▸ PROBLEM DETAILS
Look through the entries below and extract exactly the lines from the one containing "Target: dishwasher handle" through the one containing "[[464, 363], [29, 119]]", ends included.

▸ PROVIDED DATA
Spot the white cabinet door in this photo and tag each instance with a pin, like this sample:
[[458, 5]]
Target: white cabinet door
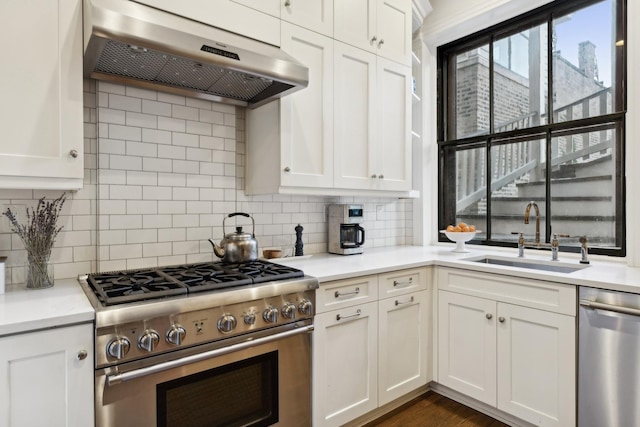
[[272, 7], [536, 365], [467, 345], [307, 115], [355, 23], [229, 15], [345, 364], [403, 332], [382, 27], [290, 140], [315, 15], [355, 117], [392, 145], [394, 30], [41, 104], [43, 382]]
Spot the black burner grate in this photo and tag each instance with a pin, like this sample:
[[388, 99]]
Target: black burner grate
[[139, 285]]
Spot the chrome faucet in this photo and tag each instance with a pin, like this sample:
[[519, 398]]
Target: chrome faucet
[[526, 219]]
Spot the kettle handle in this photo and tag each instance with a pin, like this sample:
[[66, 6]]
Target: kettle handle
[[253, 232]]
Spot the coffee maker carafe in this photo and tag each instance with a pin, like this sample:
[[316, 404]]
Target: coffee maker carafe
[[346, 236]]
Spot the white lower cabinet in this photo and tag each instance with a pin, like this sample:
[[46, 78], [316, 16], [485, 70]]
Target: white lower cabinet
[[495, 349], [403, 331], [366, 352], [47, 378]]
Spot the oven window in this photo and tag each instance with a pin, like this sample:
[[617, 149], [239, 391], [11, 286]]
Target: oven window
[[243, 393]]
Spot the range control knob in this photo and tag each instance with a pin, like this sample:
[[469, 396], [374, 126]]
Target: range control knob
[[305, 307], [148, 340], [289, 311], [226, 323], [270, 315], [249, 318], [118, 347], [175, 334]]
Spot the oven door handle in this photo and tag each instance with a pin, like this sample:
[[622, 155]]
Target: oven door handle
[[138, 373]]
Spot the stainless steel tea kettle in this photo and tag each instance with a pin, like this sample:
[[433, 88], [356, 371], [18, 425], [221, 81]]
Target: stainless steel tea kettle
[[238, 246]]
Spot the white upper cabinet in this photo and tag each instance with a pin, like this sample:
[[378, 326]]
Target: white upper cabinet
[[382, 27], [314, 15], [372, 121], [252, 18], [295, 132], [41, 105]]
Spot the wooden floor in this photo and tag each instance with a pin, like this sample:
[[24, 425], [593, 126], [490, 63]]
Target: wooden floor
[[434, 410]]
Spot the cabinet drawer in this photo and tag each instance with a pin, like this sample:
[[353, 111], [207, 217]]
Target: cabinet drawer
[[346, 293], [555, 297], [403, 282]]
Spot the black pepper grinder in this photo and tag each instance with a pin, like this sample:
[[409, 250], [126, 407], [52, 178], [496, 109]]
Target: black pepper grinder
[[299, 243]]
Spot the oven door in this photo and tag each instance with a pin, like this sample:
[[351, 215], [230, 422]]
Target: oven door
[[261, 381]]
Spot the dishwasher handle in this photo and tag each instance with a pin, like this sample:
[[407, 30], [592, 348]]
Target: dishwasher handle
[[609, 307]]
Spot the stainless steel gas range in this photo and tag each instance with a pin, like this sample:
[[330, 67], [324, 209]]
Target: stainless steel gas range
[[208, 344]]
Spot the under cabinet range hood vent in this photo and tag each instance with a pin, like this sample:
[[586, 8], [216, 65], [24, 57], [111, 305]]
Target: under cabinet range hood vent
[[131, 43]]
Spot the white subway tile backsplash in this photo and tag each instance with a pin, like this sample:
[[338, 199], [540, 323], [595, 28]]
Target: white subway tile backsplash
[[171, 124], [156, 136], [162, 171], [142, 120], [156, 165], [184, 112], [185, 140], [143, 149]]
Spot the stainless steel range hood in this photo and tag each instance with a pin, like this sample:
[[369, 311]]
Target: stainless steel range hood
[[131, 43]]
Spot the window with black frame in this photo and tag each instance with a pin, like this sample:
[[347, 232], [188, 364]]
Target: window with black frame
[[533, 111]]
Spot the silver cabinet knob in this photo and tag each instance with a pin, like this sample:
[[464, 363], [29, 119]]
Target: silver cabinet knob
[[249, 319], [288, 311], [227, 323], [118, 347], [270, 315], [305, 307], [148, 340], [175, 334]]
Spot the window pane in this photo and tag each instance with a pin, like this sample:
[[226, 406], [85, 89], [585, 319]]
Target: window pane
[[472, 93], [520, 79], [584, 63], [471, 189], [517, 178], [583, 201]]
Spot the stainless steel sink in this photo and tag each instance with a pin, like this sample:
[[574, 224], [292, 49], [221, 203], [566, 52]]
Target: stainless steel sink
[[553, 266]]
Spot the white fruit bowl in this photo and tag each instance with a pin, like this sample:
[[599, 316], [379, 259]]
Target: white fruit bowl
[[460, 238]]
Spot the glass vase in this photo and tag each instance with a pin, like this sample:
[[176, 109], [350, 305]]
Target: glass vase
[[39, 273]]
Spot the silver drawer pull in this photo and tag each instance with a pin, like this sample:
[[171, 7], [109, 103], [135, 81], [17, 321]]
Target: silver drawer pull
[[406, 302], [406, 282], [358, 313], [338, 294]]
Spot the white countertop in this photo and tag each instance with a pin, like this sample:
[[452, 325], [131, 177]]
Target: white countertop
[[602, 272], [23, 310]]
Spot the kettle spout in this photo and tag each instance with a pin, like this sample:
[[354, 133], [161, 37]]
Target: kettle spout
[[218, 250]]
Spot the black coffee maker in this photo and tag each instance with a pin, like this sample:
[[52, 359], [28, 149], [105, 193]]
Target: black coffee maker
[[346, 236]]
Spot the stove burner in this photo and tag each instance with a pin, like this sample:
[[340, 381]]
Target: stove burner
[[138, 285], [119, 287]]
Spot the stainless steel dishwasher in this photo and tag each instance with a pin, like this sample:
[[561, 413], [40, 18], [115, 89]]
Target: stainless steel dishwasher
[[608, 359]]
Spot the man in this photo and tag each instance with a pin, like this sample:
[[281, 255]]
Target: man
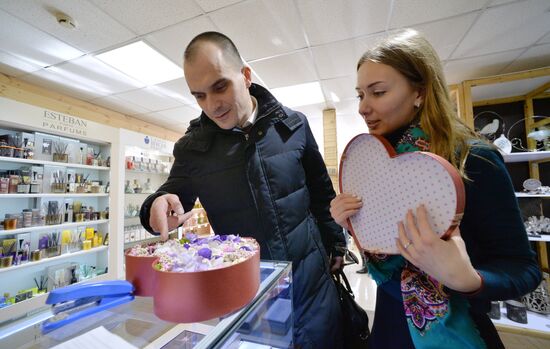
[[257, 170]]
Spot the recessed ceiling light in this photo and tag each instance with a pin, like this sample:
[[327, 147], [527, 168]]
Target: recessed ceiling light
[[297, 95], [141, 62]]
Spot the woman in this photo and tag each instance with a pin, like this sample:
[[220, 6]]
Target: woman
[[436, 293]]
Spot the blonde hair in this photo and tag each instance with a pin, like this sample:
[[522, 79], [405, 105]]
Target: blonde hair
[[411, 54]]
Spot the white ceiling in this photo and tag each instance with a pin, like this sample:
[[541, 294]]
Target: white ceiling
[[286, 42]]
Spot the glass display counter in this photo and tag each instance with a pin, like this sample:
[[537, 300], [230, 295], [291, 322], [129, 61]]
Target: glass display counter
[[266, 322]]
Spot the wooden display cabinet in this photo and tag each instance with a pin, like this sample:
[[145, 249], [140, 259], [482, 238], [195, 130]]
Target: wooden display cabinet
[[526, 93]]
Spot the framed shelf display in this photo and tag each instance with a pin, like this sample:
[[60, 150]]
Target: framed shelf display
[[519, 105], [146, 164], [55, 189]]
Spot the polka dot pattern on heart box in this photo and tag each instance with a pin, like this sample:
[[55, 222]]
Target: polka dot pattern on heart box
[[391, 184]]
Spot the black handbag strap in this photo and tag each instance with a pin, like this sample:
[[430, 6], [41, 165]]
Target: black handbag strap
[[341, 276]]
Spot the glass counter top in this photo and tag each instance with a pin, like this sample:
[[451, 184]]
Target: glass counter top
[[137, 324]]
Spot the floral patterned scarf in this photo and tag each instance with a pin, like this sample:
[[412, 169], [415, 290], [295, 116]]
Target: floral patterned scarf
[[435, 317]]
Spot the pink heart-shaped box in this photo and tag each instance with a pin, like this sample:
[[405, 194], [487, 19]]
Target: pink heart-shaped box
[[391, 184]]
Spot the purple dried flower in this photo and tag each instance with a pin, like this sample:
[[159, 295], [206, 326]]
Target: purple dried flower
[[205, 252]]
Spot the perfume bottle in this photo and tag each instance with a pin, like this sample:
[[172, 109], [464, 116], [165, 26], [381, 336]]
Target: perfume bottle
[[127, 188], [147, 188], [136, 187]]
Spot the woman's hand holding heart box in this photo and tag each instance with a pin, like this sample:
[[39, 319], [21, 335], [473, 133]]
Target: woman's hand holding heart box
[[391, 184]]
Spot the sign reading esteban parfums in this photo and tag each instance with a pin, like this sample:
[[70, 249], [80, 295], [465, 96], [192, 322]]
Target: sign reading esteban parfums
[[64, 123]]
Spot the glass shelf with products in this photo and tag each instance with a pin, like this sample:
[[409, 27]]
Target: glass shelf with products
[[252, 326], [54, 204]]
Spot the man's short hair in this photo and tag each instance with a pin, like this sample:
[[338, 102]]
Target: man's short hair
[[227, 46]]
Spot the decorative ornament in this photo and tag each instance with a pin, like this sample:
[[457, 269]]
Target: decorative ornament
[[538, 300], [540, 134], [489, 124]]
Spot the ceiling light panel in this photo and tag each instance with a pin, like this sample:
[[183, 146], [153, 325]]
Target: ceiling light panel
[[298, 95], [141, 62]]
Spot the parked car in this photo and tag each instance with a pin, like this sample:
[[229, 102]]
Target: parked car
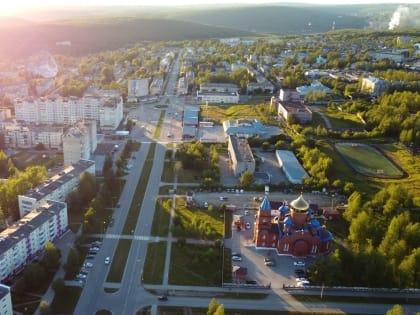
[[87, 265], [299, 263]]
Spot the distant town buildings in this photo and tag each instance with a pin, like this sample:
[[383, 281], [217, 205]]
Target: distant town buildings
[[6, 307], [221, 93], [79, 142], [57, 187], [240, 155], [25, 240]]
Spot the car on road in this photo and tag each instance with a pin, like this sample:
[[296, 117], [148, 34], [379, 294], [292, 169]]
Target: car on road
[[87, 265], [299, 263]]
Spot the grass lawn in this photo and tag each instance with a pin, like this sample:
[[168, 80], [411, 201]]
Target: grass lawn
[[65, 302], [197, 222], [155, 263], [118, 261], [219, 113], [197, 265], [365, 159], [133, 213], [343, 120], [168, 174], [160, 225], [159, 125]]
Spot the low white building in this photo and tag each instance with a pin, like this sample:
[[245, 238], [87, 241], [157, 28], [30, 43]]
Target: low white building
[[291, 167], [57, 187], [5, 300], [240, 155], [25, 240]]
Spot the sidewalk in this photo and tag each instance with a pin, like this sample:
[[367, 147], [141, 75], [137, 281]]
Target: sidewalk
[[63, 244]]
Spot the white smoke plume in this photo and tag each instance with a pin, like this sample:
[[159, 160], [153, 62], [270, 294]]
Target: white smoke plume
[[396, 17]]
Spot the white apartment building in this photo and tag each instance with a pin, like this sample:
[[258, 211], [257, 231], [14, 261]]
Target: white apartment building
[[25, 240], [108, 110], [79, 142], [21, 136], [138, 88], [57, 187], [5, 300]]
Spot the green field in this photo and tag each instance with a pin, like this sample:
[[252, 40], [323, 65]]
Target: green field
[[367, 160]]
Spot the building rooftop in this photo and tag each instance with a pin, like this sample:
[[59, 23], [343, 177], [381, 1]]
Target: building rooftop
[[58, 179], [241, 149], [31, 221]]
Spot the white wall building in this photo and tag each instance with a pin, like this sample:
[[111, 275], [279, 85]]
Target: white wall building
[[25, 240], [57, 187], [5, 300], [108, 110], [21, 136], [79, 142]]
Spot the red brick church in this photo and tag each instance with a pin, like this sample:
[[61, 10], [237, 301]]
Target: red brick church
[[292, 230]]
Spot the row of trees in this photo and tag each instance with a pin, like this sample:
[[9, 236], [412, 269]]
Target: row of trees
[[390, 248]]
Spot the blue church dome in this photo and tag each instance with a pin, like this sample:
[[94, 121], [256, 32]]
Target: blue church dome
[[265, 204]]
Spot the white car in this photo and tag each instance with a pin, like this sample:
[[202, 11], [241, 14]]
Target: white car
[[88, 265], [299, 263]]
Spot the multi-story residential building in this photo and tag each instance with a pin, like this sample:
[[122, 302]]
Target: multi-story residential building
[[218, 93], [240, 155], [107, 109], [25, 240], [156, 87], [374, 86], [183, 86], [79, 142], [138, 88], [57, 187], [5, 300], [21, 136]]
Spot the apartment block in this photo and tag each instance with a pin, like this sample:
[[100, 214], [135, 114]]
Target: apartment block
[[25, 240], [57, 187]]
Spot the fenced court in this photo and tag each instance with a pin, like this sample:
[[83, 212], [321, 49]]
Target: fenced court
[[368, 160]]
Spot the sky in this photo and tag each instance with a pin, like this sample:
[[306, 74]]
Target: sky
[[11, 7]]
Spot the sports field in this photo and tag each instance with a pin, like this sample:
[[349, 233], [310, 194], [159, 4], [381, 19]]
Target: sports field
[[367, 160]]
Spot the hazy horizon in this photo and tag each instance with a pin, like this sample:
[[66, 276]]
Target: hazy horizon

▸ ANSWER TO THE EXERCISE
Target: dishwasher handle
[[609, 307]]
Spot the stainless steel gas range in this photo and tag each instance with a pin, like this sample:
[[330, 67], [324, 209]]
Target: stainless steel gas range
[[208, 344]]
Spot the under cabinet range hood vent in this photo and tag each instance with a pin, like this sample:
[[586, 8], [216, 65], [24, 57], [111, 305]]
Target: under cabinet range hood vent
[[131, 43]]
Spot the white subway tile backsplash in this photo and tag each instance with a pin, like this sample:
[[338, 199], [540, 323], [595, 28]]
Target: white subway tile backsplash
[[171, 124], [156, 136], [162, 171], [142, 120], [156, 165], [184, 112], [185, 140], [143, 149]]
Spot the stainless steel range hood in this photo and tag each instance with a pin, like this sample:
[[369, 311]]
Target: stainless steel range hood
[[131, 43]]
Spot the window with black frame in this photo and tag each instance with a pin, like this sample:
[[347, 232], [188, 364]]
Target: window with black frame
[[533, 111]]
Spot the silver cabinet knob in this photo and tag each instance with a pin, like this sample:
[[464, 363], [29, 119]]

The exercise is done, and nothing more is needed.